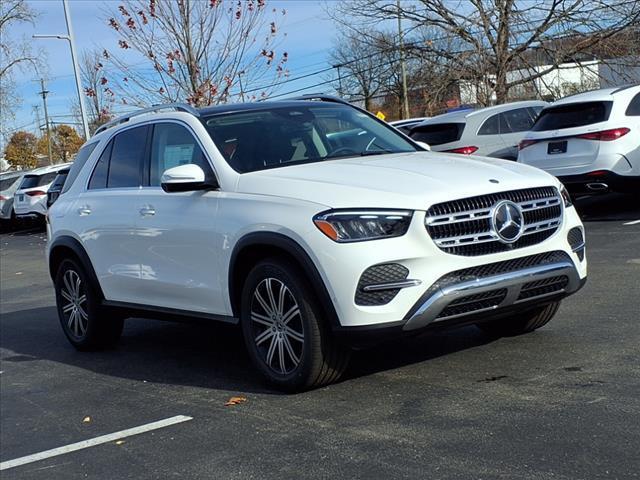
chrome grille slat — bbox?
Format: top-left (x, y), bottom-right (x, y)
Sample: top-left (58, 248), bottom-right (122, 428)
top-left (425, 187), bottom-right (562, 256)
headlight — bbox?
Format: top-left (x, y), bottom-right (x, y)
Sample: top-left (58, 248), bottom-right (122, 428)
top-left (313, 210), bottom-right (413, 243)
top-left (560, 184), bottom-right (573, 208)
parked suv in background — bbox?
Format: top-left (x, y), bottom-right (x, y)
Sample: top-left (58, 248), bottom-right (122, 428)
top-left (13, 163), bottom-right (70, 219)
top-left (518, 85), bottom-right (640, 193)
top-left (47, 96), bottom-right (586, 390)
top-left (409, 101), bottom-right (548, 160)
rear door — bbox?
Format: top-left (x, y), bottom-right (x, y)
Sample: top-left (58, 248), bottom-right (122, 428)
top-left (76, 125), bottom-right (149, 303)
top-left (520, 101), bottom-right (613, 171)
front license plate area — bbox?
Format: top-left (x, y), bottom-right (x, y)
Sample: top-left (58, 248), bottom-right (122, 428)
top-left (547, 140), bottom-right (567, 155)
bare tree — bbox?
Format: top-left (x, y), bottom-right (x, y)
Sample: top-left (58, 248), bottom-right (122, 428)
top-left (0, 0), bottom-right (43, 140)
top-left (79, 50), bottom-right (114, 131)
top-left (103, 0), bottom-right (288, 106)
top-left (333, 0), bottom-right (640, 103)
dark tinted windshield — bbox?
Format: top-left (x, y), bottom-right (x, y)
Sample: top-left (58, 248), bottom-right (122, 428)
top-left (203, 102), bottom-right (416, 173)
top-left (411, 123), bottom-right (465, 146)
top-left (20, 172), bottom-right (58, 189)
top-left (531, 102), bottom-right (613, 132)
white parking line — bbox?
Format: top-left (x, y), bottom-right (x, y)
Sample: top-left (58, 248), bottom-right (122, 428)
top-left (0, 415), bottom-right (193, 470)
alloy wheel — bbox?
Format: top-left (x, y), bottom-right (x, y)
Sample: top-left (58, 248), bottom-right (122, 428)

::::

**AIM:** Can you format every line of the data above as a numbered list, skipping any blank lines and leaving the pictures out?

**RESULT OF THIS EXERCISE:**
1. chrome grille slat — bbox?
2. Format: top-left (x, y), bottom-right (x, y)
3. Sample: top-left (58, 248), bottom-right (122, 428)
4. top-left (425, 187), bottom-right (562, 256)
5. headlight — bbox?
6. Format: top-left (x, y), bottom-right (x, y)
7. Sample: top-left (58, 248), bottom-right (122, 428)
8. top-left (313, 210), bottom-right (413, 243)
9. top-left (560, 184), bottom-right (573, 208)
10. parked suv in background — bbox?
11. Format: top-left (x, y), bottom-right (x, y)
12. Sample: top-left (58, 248), bottom-right (122, 428)
13. top-left (13, 163), bottom-right (70, 219)
14. top-left (518, 85), bottom-right (640, 193)
15. top-left (47, 96), bottom-right (586, 390)
16. top-left (409, 101), bottom-right (548, 160)
17. rear door — bbox?
18. Format: top-left (x, y), bottom-right (x, y)
19. Sample: top-left (58, 248), bottom-right (122, 428)
20. top-left (76, 125), bottom-right (149, 303)
21. top-left (520, 101), bottom-right (613, 171)
22. front license plate area — bbox?
23. Format: top-left (x, y), bottom-right (x, y)
24. Sample: top-left (58, 248), bottom-right (122, 428)
25. top-left (547, 140), bottom-right (567, 155)
26. bare tree — bbox?
27. Format: top-left (x, y), bottom-right (x, y)
28. Sample: top-left (58, 248), bottom-right (122, 428)
29. top-left (0, 0), bottom-right (43, 140)
30. top-left (79, 50), bottom-right (114, 131)
31. top-left (103, 0), bottom-right (288, 106)
32. top-left (333, 0), bottom-right (640, 103)
33. dark tinted windshield — bbox?
34. Format: top-left (x, y), bottom-right (x, y)
35. Sample: top-left (58, 248), bottom-right (122, 428)
36. top-left (203, 102), bottom-right (416, 173)
37. top-left (411, 123), bottom-right (465, 146)
38. top-left (20, 172), bottom-right (58, 189)
39. top-left (531, 102), bottom-right (613, 132)
40. white parking line — bbox?
41. Format: top-left (x, y), bottom-right (x, y)
42. Sample: top-left (58, 248), bottom-right (122, 428)
43. top-left (0, 415), bottom-right (193, 470)
44. alloy wheel — bbox?
45. Format: top-left (x, y), bottom-right (x, y)
46. Sample: top-left (58, 248), bottom-right (122, 428)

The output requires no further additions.